__Given records__.
▶

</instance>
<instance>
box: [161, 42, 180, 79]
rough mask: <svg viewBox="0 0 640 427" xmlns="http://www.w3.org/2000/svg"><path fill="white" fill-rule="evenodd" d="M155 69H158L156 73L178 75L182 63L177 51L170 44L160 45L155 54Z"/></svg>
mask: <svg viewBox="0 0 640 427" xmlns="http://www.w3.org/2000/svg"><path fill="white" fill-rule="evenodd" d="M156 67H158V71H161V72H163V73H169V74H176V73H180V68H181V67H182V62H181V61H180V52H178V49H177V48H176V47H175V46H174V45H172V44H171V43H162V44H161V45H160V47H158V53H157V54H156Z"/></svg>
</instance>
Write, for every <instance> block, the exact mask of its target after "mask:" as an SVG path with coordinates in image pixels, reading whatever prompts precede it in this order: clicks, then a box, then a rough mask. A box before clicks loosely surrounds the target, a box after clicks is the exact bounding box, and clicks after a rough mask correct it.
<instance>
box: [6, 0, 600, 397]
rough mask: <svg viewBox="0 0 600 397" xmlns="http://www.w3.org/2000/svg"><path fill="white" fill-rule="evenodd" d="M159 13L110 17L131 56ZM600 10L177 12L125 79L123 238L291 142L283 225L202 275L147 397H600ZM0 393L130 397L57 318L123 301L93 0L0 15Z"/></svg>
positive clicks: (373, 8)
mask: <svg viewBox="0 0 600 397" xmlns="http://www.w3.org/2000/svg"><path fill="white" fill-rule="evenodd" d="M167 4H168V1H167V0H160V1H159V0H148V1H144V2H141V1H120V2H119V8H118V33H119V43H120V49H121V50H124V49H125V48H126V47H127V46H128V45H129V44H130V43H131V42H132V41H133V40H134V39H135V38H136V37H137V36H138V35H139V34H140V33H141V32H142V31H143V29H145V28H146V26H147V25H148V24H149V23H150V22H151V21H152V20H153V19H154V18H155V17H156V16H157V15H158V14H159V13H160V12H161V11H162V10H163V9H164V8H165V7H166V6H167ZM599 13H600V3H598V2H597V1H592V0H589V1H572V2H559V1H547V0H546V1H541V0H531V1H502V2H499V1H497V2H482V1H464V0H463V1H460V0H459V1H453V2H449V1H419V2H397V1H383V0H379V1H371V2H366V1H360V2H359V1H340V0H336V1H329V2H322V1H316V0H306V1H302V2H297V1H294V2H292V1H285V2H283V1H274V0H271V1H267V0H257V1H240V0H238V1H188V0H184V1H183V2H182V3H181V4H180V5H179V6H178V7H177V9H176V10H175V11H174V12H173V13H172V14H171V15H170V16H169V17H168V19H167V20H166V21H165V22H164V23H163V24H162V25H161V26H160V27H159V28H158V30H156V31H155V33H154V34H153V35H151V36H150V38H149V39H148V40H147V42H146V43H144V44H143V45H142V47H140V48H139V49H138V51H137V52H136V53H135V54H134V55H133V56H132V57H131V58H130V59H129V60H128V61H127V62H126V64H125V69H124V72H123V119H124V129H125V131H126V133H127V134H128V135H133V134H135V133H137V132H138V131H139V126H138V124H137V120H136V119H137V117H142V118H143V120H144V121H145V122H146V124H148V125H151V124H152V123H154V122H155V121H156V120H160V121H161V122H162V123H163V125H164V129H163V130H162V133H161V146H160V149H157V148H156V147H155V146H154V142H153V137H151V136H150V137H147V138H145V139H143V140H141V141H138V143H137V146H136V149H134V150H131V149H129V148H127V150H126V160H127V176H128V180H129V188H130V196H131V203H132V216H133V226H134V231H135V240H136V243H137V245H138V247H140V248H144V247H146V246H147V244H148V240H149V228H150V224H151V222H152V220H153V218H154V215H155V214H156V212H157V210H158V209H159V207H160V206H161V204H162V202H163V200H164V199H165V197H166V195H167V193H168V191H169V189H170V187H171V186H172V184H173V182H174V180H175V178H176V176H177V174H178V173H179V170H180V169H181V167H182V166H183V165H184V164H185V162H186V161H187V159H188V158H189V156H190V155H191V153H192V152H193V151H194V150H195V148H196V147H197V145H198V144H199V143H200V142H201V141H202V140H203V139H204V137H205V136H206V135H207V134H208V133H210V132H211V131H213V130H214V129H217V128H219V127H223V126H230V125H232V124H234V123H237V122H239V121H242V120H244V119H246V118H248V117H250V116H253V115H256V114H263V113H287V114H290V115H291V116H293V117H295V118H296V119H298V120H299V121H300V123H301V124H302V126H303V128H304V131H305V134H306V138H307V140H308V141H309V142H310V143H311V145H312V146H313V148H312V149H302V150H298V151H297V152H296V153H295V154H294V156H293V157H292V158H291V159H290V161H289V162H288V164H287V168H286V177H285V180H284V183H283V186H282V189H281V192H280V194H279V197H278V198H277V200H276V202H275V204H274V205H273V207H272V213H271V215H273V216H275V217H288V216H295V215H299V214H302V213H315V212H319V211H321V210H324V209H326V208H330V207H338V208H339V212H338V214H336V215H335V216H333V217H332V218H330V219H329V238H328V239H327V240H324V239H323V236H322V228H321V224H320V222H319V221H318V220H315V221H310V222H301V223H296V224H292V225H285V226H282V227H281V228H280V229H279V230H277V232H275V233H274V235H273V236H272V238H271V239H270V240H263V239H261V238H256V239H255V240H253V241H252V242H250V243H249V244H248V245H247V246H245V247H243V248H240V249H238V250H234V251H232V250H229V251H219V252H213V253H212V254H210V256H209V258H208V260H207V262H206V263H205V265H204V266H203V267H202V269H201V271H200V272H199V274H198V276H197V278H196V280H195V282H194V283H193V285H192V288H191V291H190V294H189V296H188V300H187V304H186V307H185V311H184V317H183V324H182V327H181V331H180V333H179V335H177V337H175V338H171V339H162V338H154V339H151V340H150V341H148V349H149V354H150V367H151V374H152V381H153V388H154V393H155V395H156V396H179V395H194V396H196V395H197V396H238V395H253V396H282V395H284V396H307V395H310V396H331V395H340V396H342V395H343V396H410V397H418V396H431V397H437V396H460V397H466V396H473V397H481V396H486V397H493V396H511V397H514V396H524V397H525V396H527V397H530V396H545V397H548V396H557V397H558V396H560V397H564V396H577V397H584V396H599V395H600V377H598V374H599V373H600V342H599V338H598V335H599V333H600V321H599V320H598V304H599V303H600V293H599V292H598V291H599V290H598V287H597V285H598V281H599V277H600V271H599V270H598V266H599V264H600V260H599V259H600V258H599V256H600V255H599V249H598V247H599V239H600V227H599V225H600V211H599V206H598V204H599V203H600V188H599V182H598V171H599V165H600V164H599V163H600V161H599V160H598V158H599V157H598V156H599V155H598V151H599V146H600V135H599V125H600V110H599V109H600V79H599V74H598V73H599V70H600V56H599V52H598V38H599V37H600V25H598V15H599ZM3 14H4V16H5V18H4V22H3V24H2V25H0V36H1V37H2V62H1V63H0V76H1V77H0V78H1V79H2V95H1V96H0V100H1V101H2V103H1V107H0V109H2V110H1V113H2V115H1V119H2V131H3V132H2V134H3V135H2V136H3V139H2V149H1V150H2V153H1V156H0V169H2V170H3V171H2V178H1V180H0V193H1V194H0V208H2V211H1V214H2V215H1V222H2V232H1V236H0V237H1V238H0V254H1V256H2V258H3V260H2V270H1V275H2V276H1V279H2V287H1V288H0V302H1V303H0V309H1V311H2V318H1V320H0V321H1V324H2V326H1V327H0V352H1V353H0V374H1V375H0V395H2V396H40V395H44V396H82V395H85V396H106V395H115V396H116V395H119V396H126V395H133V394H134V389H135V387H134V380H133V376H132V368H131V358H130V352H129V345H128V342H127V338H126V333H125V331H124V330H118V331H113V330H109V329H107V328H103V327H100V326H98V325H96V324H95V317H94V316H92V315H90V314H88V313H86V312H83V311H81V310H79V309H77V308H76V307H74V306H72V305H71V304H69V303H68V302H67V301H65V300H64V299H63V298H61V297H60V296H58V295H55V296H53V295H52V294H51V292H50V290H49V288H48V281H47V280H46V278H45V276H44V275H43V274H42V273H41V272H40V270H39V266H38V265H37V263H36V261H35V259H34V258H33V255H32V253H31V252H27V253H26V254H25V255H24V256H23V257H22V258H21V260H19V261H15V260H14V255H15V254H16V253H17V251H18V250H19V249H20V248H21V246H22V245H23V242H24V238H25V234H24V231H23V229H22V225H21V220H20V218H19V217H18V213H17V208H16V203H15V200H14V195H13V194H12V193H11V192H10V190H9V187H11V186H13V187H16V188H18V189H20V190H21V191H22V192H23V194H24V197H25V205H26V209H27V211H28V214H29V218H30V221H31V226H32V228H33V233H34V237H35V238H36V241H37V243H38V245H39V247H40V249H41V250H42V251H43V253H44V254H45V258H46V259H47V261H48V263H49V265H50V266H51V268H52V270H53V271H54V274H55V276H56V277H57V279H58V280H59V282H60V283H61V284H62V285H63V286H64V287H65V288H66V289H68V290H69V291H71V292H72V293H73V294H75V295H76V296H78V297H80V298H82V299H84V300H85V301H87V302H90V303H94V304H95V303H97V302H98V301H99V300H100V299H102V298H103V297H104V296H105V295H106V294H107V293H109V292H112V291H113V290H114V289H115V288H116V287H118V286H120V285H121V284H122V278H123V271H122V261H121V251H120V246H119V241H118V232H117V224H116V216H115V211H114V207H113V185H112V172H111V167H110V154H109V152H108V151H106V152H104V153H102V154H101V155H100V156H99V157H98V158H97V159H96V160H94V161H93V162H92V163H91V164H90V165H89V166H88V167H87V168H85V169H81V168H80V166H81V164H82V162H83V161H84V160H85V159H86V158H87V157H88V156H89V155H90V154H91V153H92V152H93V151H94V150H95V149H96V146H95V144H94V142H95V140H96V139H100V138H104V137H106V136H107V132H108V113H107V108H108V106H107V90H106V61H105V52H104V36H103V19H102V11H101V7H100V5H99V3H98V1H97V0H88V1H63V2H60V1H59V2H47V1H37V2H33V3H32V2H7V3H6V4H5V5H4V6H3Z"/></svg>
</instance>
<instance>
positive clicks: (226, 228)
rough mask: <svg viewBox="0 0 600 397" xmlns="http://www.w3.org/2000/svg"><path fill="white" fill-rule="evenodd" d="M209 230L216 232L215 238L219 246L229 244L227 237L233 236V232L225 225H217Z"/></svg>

◀

__Work to be completed__. The stretch of entries above that starts with the line containing "Write, for every" and goes on through the line containing "13L110 17L131 56ZM600" is to be transcribed exactly, and no other line is to be transcribed.

__Exercise response__.
Write, for every <instance> block, the exact mask of its target after "mask:" as an SVG path with coordinates in image pixels, reading whatever prompts precede it in this order: clicks, then a box, then a rough mask. A box before clicks loosely surrounds the target, a box after clicks is the exact bounding box, and clicks after a rough mask correct it.
<instance>
box: [6, 0, 600, 397]
rough mask: <svg viewBox="0 0 600 397" xmlns="http://www.w3.org/2000/svg"><path fill="white" fill-rule="evenodd" d="M159 13L110 17L131 56ZM600 10L177 12L125 79L123 238L291 142L283 225L202 275L147 397H600ZM0 393L130 397L57 318L123 301L93 0L0 15Z"/></svg>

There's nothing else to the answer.